[Entries for pointing to named objects]
--------

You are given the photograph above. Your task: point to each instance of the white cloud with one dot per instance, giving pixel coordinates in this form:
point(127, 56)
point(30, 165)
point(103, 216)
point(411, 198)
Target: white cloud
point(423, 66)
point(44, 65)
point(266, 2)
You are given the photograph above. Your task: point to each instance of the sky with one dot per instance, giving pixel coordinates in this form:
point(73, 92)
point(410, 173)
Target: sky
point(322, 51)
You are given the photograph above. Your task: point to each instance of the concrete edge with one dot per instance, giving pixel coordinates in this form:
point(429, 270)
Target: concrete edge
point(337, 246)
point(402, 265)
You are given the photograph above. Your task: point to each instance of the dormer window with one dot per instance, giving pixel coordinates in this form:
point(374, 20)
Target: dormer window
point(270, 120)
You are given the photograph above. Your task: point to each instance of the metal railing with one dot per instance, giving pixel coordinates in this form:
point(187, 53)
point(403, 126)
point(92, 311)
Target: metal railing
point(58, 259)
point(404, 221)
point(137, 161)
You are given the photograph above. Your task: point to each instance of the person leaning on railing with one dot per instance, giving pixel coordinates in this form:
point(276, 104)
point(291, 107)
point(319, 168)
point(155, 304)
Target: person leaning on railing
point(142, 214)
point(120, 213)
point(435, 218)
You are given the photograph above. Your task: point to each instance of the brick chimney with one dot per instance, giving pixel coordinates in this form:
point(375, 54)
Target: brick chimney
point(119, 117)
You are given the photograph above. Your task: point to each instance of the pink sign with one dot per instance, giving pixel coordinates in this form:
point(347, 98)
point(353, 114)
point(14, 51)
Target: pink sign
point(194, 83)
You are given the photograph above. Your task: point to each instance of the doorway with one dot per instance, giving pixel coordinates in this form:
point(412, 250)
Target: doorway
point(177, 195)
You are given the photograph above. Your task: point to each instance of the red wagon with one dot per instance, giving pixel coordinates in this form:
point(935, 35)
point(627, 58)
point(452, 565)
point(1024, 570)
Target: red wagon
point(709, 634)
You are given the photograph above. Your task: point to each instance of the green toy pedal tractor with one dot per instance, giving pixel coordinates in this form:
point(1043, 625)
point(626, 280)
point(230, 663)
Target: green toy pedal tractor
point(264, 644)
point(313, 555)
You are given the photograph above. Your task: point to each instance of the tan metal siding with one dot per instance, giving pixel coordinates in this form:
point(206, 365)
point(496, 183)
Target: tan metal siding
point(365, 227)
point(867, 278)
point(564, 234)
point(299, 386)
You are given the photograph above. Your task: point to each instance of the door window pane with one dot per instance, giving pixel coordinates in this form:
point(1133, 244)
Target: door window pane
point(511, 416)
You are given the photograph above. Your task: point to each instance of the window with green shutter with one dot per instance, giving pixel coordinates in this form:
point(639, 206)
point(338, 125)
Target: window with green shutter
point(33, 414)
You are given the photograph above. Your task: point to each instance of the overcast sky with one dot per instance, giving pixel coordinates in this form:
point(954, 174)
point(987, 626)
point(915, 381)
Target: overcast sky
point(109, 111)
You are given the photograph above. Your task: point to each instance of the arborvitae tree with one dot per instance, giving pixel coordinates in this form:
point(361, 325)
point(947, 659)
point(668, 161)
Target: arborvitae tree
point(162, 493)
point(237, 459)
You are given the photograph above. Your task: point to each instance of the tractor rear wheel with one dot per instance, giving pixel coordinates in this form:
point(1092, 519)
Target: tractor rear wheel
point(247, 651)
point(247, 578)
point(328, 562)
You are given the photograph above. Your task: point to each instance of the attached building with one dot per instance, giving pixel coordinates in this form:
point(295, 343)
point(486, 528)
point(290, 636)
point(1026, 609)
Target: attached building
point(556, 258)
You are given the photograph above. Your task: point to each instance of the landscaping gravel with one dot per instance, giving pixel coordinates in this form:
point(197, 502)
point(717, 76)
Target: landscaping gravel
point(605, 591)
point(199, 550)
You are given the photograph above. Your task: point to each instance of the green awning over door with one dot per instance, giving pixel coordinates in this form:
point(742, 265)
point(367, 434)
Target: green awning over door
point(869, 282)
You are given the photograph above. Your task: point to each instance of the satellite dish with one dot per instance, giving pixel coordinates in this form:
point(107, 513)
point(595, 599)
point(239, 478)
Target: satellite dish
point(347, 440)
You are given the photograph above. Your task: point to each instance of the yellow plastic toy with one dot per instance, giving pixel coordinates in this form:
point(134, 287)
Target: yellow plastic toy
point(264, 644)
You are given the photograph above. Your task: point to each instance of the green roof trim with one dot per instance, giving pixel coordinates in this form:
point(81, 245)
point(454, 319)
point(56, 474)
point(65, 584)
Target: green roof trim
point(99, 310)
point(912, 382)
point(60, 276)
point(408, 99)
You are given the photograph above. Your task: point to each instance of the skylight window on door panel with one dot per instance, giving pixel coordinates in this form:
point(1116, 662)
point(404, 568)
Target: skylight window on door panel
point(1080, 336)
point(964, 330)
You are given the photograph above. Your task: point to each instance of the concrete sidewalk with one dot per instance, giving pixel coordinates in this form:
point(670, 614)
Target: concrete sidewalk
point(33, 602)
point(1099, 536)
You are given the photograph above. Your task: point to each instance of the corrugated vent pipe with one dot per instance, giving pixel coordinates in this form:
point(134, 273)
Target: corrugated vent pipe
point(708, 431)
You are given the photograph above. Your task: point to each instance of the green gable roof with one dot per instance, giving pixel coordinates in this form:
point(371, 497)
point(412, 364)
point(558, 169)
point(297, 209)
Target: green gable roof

--------

*EXERCISE TASK*.
Please rewrite the whole listing with every "point to each instance" changed to "mark every instance". Leave everything else as it is.

*PROBLEM SOLUTION*.
You are given the photograph above. Your task: mark every instance of the white cloud with one dot per instance, giving pixel coordinates in this form:
point(127, 56)
point(30, 165)
point(103, 216)
point(411, 198)
Target: white cloud
point(423, 66)
point(44, 65)
point(266, 2)
You are given the photograph above. Your task: mark every instance of the sky with one dot per instance, giving pixel coordinates in this form:
point(73, 92)
point(410, 173)
Target: sky
point(322, 51)
You are given the photograph above. Your task: mark every instance of the concrete edge with one dot per instance, giving pixel coordinates in this form:
point(429, 270)
Target: concrete edge
point(337, 246)
point(402, 265)
You are given the photograph above. Your task: mark every instance of the dormer window with one dot per instance, giving pixel coordinates in this form:
point(374, 20)
Target: dormer window
point(270, 120)
You are given the photograph above. Your task: mark every instance of the metal railing with one dot per instance, giving pixel coordinates in this form:
point(187, 53)
point(403, 126)
point(92, 311)
Target: metal railing
point(58, 259)
point(404, 221)
point(137, 161)
You are given the photograph above. Your task: mark every instance of the person leaning on railing with one dot per instance, giving pixel coordinates in this form:
point(276, 104)
point(291, 107)
point(319, 168)
point(155, 304)
Target: person leaning on railing
point(142, 214)
point(120, 213)
point(435, 218)
You are given the photograph above. Your task: mark every instance of the brick chimney with one dot per instance, giving pixel coordinates in this form:
point(375, 54)
Target: brick chimney
point(119, 117)
You are given the photograph above. Your task: mark every instance of the pink sign with one dot per instance, giving pixel coordinates in this form:
point(347, 98)
point(353, 114)
point(14, 51)
Target: pink sign
point(194, 83)
You are given the photograph above. Your task: mark every instance of the doorway with one dot per instance, giving pixel coordinates in this form:
point(412, 250)
Target: doorway
point(177, 195)
You are given the photograph above. Your task: mark every instance of the red wagon with one dot per instance, giving pixel coordinates in this form:
point(935, 35)
point(627, 58)
point(452, 565)
point(1024, 570)
Target: red wagon
point(709, 634)
You are given the photograph above. Your task: mark every instance of the green toy pedal tractor with one dot per instance, giving pixel coordinates in this form:
point(1043, 625)
point(626, 280)
point(230, 663)
Target: green toy pedal tractor
point(264, 644)
point(313, 555)
You are given the photograph above. Your task: mark every instance of the tan metal siding with one dot per instance, giving pixel coordinates in this form:
point(206, 365)
point(496, 183)
Target: tan metal siding
point(365, 227)
point(867, 278)
point(564, 234)
point(299, 386)
You are given the photograph above. Your task: mark every instance of the door window pane with one dot per instance, giving pixel coordinates in this form:
point(1133, 244)
Target: door window pane
point(511, 416)
You are given the photograph above. Your task: mark every instance of the window with green shutter with one dot per instance, giving pixel coordinates in this form:
point(639, 206)
point(338, 125)
Target: window with green shutter
point(33, 414)
You are given the photograph above. Your task: mark every instance of the overcast sky with one dot per instance, giving pixel coordinates in this form:
point(954, 174)
point(987, 626)
point(915, 381)
Target: overcast sky
point(109, 111)
You are given the photograph above. Your task: mark every instance of the arborvitae tree with one dot per instance, giving pixel coordinates in this form:
point(361, 325)
point(947, 659)
point(668, 161)
Target: arborvitae tree
point(162, 493)
point(237, 459)
You are given the photograph above. Your task: mark every instance of the tractor rear wheel with one dot per instance, giving pixel coordinates in this form:
point(1092, 519)
Target: tractor rear wheel
point(247, 651)
point(247, 578)
point(328, 562)
You are given the photograph above. Your task: mark every instance of the attached building with one dot per instance, giving pixel coordinates in this form:
point(295, 343)
point(486, 528)
point(290, 636)
point(1026, 609)
Target: attached building
point(556, 258)
You are given the photograph above. Your task: mark every instance of the landscaping gravel with one dot per instance, giving pixel coordinates in this form:
point(197, 502)
point(717, 76)
Target: landscaping gravel
point(605, 591)
point(199, 550)
You are given the photograph above. Your task: mark every instance of the green awning over door with one dot per instance, giving pixel coordinates in this form:
point(742, 265)
point(367, 434)
Target: green awning over door
point(869, 282)
You are given the photograph above. Your task: mark every instance of the satellite dish with one dot per instance, giving pixel coordinates in this form:
point(107, 513)
point(595, 599)
point(239, 478)
Target: satellite dish
point(347, 440)
You are given the photograph above. Your task: mark every instance of the yellow plastic toy with one dot per instance, giving pixel coordinates in this form:
point(134, 287)
Target: yellow plastic toy
point(264, 644)
You are given the photograph above. Your task: mark every instance of the green roof trim with one dot per instance, giving pixel coordinates in this form:
point(81, 245)
point(454, 319)
point(56, 474)
point(65, 584)
Target: green roof trim
point(99, 310)
point(912, 382)
point(60, 276)
point(408, 99)
You are given the photograph above. Your task: mark every instance of the skylight window on door panel with one dot per instance, giving pixel coordinates in this form:
point(1116, 662)
point(404, 568)
Target: skylight window on door panel
point(1080, 336)
point(964, 330)
You are given the photograph above. Your task: mark every instance of the concrete sidewalk with one dot per instance, giving pixel coordinates in this form:
point(670, 614)
Target: concrete sidewalk
point(33, 602)
point(1099, 536)
You are given the photograph above. Your task: mark every instance of the corrugated vent pipe with one dot per instance, giving pixel coordinates in this form:
point(134, 273)
Target: corrugated vent pipe
point(708, 431)
You are given the photograph above. Your task: mark every instance of the green gable roof with one dot per instance, giving pixel coordinates in this form:
point(371, 497)
point(412, 364)
point(558, 169)
point(297, 209)
Target: green gable roof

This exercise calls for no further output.